▶ TASK DETAILS
After locating the line with "Query: rear wheel", reproduce that line and every one following it exactly, up to the end of the entries.

▶ DATA EXTRACT
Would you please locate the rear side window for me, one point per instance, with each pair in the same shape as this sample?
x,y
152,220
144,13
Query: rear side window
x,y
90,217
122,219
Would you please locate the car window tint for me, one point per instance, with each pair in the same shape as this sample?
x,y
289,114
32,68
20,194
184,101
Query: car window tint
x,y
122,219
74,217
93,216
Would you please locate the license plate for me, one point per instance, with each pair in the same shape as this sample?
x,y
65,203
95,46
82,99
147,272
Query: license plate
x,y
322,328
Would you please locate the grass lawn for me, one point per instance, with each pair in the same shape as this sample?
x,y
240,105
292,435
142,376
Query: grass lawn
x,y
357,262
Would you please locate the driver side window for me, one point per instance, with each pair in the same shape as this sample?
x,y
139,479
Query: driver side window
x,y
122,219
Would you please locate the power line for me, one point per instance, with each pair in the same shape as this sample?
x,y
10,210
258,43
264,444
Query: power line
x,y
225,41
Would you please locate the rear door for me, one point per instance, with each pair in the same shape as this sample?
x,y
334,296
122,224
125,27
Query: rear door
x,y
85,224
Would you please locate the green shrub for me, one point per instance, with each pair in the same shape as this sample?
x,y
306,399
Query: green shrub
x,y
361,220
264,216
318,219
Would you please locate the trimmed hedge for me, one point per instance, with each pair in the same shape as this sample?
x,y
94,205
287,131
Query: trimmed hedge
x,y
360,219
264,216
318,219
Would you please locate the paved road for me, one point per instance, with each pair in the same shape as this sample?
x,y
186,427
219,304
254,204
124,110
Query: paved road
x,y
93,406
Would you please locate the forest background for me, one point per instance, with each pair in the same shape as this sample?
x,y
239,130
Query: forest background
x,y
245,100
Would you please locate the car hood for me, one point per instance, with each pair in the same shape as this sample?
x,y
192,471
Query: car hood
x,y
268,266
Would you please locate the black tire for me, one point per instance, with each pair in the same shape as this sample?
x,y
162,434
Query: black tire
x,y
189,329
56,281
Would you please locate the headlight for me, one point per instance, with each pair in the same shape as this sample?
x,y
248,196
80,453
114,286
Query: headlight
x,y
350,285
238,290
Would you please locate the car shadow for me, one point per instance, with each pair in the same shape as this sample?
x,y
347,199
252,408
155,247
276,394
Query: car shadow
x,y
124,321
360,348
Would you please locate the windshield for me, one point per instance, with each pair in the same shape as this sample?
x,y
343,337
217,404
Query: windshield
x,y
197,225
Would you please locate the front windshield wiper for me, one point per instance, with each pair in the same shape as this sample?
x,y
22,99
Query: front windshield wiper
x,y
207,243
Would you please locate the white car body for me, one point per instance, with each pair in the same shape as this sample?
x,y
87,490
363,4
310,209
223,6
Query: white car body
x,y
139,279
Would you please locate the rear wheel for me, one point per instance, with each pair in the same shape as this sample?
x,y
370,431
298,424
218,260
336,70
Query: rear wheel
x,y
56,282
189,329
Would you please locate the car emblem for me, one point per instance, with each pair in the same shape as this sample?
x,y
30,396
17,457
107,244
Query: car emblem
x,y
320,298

▶ ANSWER SECTION
Query: rear wheel
x,y
56,282
189,329
Would you please locate the car emblem for me, one point per instance, with each pair in the same shape as this sample?
x,y
30,396
17,457
107,244
Query: car emblem
x,y
320,298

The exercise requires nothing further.